→ **GOAL OF THE EXERCISE**: Could you write out the lines below exactly, beginning with the first and finishing with the one that contains "Target: dimpled drainage sheet"?

____________

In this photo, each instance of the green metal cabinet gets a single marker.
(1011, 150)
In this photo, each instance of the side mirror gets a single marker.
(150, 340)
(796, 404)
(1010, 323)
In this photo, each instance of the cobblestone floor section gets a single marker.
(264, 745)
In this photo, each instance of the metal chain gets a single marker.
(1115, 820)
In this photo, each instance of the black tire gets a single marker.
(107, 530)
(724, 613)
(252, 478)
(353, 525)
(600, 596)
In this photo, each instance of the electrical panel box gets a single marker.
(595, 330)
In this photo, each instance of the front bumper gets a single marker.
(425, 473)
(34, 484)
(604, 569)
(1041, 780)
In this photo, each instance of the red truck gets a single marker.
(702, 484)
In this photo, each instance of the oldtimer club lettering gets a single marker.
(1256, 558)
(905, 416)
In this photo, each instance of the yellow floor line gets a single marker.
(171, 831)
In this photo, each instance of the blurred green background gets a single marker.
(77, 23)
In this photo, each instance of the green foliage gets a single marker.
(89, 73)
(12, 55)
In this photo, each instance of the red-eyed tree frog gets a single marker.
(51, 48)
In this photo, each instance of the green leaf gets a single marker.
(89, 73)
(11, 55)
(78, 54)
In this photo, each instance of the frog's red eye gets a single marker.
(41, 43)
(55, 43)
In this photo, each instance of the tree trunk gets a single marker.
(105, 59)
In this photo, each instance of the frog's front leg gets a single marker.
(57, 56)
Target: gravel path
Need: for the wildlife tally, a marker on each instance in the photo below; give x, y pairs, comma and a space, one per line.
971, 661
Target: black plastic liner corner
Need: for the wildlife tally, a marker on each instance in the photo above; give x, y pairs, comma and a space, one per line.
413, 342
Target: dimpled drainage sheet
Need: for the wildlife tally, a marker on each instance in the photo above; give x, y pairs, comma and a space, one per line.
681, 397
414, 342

____________

→ **TASK ANSWER**:
In this photo, each instance of the green metal cabinet gets a single marker.
(1011, 150)
In this photo, each instance of the side mirror gets a single marker.
(150, 340)
(796, 404)
(1010, 323)
In this photo, each instance of the cobblestone floor section gets a single marker.
(264, 745)
In this photo, each instance of the metal chain gets a single marker.
(1115, 820)
In this photo, each instance of the black tire gets a single marker.
(107, 530)
(724, 613)
(252, 478)
(353, 525)
(600, 596)
In this photo, each instance of the electrical panel box gets a single marker.
(595, 330)
In this photo, each instance of the front bumper gets a single marker.
(425, 473)
(34, 484)
(604, 569)
(1041, 780)
In this photo, each instance of the red truck gets a single marker.
(702, 484)
In this photo, each instance of the oldtimer club lettering gets a single marker.
(1256, 558)
(905, 416)
In this photo, each instance of the yellow floor line gets a single marker.
(171, 831)
In this photo, each instance of the blurred green background gets a single marker.
(77, 23)
In this photo, each instance of the green foliage gets a single marker.
(89, 73)
(12, 55)
In this photo, each instance of the red-eyed tree frog gets a single marker.
(51, 48)
In this photo, each instance of the green leaf gets a single marker.
(89, 73)
(11, 55)
(78, 54)
In this photo, each instance of the frog's red eye gets a single marker.
(41, 43)
(55, 43)
In this photo, each instance of the tree trunk gets a single marker.
(105, 59)
In this photo, each instance of the frog's front leg gets a single marker.
(57, 56)
Target: gravel path
Need: for the wildlife tally, a marker on each instance in the photo below; give x, y pairs, comma and a space, one per line.
971, 661
Target: black plastic liner corner
Need: for the wildlife tally, a marker on each instance in the photo above; give x, y pairs, comma and a space, one per line.
413, 342
Target: dimpled drainage sheet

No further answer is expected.